Source document:

It has been reported that football was introduced to the locals in the 1920s by Rev. Henry Rogers and remains the island’s favourite sport. Rose, Henry’s wife wrote about informal kick-a-bouts continuing for years and fast became a part of Tristanian culture. The islanders would split themselves into two teams and play friendly matches, especially on dates of special occasions, such as weddings, christenings etc. In fact, it seems the sport grew so popular that if there was any excuse for football to be played, then the Islanders were game.
In 1940 Tristan da Cunha’s footballers played their first international game against the crew of a Norwegian ship. Unfortunately, no record remains of the score. In the ensuing years, the beautiful game flourished with the Islanders playing matches against crews from vessels of various nationalities, including ships from the Royal Navy.
The entire population of Tristan da Cunha was evacuated to England in 1961 due to the eruption of the volcano, St Mary’s Peak. They returned two years later. Football lost some of its popularity after they returned to their homes in 1963 but if we fast forward 37 years, something was introduced that changed everything virtually overnight. Televised football. Whilst this was a good thing in that it restored interest in football, it had the inevitable consequence of islanders now walking around in ‘Rooney’ shirts.
After watching football on television, a group of islanders, led by a gentleman by the name of Leon Glass, decided that they would start their own football team.

(Dataset entries)
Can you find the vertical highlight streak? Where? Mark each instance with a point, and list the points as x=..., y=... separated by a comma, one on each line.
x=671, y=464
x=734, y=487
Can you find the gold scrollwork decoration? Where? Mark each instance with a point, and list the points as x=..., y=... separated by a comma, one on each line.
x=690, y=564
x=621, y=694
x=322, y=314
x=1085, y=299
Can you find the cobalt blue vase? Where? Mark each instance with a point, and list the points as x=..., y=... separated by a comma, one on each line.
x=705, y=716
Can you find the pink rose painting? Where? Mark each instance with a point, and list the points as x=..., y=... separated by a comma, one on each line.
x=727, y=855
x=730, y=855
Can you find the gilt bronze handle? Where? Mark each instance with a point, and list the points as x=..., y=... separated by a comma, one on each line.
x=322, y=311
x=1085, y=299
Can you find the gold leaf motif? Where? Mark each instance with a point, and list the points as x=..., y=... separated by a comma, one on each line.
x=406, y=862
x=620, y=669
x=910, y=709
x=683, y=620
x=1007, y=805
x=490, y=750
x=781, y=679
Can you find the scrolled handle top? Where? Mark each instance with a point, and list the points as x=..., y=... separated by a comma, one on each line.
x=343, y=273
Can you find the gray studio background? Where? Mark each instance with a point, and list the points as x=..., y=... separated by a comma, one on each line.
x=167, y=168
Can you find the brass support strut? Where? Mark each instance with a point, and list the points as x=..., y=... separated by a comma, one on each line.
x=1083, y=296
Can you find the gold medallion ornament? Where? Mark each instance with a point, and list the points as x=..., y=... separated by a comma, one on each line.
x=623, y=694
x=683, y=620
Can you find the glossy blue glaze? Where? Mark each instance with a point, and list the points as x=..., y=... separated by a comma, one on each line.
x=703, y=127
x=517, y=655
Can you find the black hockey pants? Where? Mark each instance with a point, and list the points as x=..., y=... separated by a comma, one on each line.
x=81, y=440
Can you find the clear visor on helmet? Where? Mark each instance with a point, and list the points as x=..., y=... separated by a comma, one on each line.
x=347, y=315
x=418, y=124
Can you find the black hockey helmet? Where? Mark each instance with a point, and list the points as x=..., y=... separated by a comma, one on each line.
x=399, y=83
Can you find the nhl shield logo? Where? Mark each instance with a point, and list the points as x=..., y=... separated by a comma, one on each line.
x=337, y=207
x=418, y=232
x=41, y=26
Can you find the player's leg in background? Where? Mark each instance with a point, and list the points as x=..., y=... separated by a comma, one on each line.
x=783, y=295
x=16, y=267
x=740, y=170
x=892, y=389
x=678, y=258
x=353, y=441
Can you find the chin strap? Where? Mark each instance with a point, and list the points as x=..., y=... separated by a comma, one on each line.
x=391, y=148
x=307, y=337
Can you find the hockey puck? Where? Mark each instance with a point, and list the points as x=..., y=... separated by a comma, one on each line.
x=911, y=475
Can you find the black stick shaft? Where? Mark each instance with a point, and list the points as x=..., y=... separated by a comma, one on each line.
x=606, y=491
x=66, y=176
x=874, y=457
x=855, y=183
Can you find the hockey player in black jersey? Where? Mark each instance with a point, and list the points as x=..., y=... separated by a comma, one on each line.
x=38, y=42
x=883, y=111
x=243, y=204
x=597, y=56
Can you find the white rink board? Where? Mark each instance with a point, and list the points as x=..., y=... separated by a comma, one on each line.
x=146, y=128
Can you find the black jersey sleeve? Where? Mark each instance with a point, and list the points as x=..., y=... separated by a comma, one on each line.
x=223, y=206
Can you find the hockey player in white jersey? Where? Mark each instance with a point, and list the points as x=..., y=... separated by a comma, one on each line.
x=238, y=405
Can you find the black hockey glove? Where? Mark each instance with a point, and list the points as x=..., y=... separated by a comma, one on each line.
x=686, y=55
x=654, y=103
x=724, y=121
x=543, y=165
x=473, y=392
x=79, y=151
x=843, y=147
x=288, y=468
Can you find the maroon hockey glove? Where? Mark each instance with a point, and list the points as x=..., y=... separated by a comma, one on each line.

Challenges:
1. How would you restate the paragraph beginning "In 1940 Tristan da Cunha's footballers" from the text on football in Tristan da Cunha more briefly, keeping its main facts?
2. Can you carry on the text on football in Tristan da Cunha from the point where it stops?
The dataset entries are separate material with no connection to the text on football in Tristan da Cunha.

Answers to each task:
1. In 1940 the island's footballers played their first international match, against the crew of a Norwegian ship, though the score was not recorded. In later years the game thrived as islanders played crews from ships of various nationalities, including Royal Navy vessels.

2.
Tristan da Cunha FC was formed in 2002. A local fishing company bought them a kit (white shirts and blue shorts) They had a very basic pitch on American Field, named in recognition of the American forces stationed there during the war. However, opponents were in short supply. It was a case of waiting for visiting opponents and sometimes years might go by without any opportunities to play foreign opposition. Their first match was against a South African fishing vessel and they lost 10-6.
It seems unlikely that another club will form on the island. However, Glass insists that the islanders are still avid football fans. “The Islanders are extremely supportive of the team” he says, before continuing: “we always have a good turnout for our games”.
The remoteness of Tristan da Cunha makes it virtually impossible for the team to travel abroad to play against foreign opposition. The island has no airport.
In recent times, the club’s numbers have dropped to a level whereby only 5-a-side matches are being played. The ‘accolade’ of being the most remote team in the world hangs like Coleridge’s albatross round the neck of its players. They neither cherish nor value this fact and without opponents to test themselves against, the existence of the club is under great threat. But the flame still burns and for now, at least, TDC FC remain the most remote football team on the planet.